# The records start

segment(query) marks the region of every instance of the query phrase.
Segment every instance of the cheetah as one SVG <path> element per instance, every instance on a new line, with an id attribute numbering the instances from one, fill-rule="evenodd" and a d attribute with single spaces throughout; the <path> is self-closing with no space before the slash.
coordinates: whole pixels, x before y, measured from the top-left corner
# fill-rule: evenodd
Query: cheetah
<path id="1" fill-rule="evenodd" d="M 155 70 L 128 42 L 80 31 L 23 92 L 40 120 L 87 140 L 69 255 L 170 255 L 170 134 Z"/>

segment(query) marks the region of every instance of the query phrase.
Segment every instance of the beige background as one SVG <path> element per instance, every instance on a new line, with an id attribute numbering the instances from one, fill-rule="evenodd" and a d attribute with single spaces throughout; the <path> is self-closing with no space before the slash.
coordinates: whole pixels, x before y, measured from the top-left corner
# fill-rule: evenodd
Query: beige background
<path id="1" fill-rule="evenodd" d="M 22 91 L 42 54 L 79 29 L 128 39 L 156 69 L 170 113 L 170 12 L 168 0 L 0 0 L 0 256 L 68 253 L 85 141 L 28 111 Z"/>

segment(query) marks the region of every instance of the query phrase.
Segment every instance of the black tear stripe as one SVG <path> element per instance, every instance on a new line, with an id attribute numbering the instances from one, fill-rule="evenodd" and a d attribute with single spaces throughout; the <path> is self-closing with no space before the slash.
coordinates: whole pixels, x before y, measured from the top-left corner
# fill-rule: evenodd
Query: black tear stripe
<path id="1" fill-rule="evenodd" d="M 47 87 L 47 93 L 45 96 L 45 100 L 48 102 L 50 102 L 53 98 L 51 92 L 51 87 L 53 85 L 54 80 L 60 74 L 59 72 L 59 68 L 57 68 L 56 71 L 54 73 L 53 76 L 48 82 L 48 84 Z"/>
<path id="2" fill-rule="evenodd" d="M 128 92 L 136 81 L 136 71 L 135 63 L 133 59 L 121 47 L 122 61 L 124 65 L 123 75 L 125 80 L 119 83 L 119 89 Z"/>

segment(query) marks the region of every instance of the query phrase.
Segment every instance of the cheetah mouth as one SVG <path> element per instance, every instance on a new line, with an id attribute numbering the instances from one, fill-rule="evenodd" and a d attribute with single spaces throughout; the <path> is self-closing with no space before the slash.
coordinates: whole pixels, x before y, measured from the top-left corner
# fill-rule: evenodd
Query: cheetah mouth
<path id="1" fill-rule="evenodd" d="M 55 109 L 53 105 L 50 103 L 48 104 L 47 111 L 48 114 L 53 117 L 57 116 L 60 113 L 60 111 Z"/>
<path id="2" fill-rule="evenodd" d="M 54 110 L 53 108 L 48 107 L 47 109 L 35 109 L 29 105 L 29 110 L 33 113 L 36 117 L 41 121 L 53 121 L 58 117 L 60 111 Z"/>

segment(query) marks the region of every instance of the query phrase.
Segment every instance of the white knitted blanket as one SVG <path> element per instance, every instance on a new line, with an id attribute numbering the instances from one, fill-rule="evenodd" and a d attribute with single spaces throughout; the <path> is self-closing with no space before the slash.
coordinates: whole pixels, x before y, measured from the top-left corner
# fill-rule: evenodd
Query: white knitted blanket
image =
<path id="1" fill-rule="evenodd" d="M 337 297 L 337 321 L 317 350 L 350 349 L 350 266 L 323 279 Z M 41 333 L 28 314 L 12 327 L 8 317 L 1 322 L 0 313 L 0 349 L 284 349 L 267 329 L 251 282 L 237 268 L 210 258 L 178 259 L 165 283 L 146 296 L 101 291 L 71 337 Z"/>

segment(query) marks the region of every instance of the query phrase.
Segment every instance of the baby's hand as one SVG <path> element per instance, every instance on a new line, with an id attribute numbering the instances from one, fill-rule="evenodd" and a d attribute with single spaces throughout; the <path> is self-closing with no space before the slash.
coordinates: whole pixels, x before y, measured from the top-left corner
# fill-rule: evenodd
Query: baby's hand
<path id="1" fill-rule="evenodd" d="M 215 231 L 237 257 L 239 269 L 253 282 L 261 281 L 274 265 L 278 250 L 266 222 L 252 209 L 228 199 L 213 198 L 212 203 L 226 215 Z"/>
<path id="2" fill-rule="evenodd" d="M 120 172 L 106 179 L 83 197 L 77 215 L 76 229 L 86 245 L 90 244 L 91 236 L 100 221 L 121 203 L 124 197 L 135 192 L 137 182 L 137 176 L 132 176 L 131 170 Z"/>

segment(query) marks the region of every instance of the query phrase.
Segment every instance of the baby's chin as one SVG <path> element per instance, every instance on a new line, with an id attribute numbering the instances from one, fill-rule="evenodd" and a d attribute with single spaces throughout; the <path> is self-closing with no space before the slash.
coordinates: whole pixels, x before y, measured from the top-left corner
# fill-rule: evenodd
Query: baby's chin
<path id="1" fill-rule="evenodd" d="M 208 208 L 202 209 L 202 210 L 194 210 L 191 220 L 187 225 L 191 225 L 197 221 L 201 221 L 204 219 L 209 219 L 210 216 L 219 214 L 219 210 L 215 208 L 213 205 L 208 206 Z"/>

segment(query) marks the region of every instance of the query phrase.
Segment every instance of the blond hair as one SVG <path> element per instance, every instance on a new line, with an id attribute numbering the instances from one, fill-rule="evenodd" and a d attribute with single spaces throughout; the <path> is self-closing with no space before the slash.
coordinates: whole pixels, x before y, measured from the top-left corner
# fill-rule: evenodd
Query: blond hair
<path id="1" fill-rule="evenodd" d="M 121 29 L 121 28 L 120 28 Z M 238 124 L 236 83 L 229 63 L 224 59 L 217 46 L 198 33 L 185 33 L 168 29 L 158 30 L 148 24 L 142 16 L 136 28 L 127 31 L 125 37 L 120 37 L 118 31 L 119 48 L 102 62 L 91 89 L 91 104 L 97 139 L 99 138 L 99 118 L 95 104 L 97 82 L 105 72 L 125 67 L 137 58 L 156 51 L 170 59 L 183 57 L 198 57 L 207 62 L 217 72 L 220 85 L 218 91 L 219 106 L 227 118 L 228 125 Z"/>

# The records end

## Aim of the exercise:
Please render the records, from their first line through the line containing "79 29 L 128", as a JSON list of strings, one string per line, leaving out blank lines.

## Problem solution:
[
  "segment(query) marks the region of every instance of the query phrase.",
  "Segment every instance of the cheetah as one SVG <path> element per instance, every instance on a new line, with an id attribute numbering the instances from one, fill-rule=\"evenodd\" and a d attribute with single spaces throughout; the <path> is self-closing with no space before the slash.",
  "coordinates: whole pixels, x before y, measured from the top-left corner",
  "# fill-rule: evenodd",
  "Query: cheetah",
  "<path id=\"1\" fill-rule=\"evenodd\" d=\"M 155 70 L 128 42 L 80 31 L 23 92 L 40 120 L 87 140 L 69 255 L 170 255 L 170 134 Z\"/>",
  "segment(query) marks the region of every instance of the query phrase.",
  "Segment every instance of the beige background as one SVG <path> element per instance, every instance on a new line, with an id attribute numbering the instances from one, fill-rule=\"evenodd\" and a d attribute with single spaces throughout; the <path> is self-closing with no space before the slash.",
  "coordinates: whole pixels, x before y, measured from the top-left corner",
  "# fill-rule: evenodd",
  "Query: beige background",
  "<path id=\"1\" fill-rule=\"evenodd\" d=\"M 22 91 L 42 54 L 79 29 L 128 39 L 156 69 L 170 113 L 170 12 L 168 0 L 0 0 L 0 256 L 68 253 L 85 141 L 28 111 Z\"/>"
]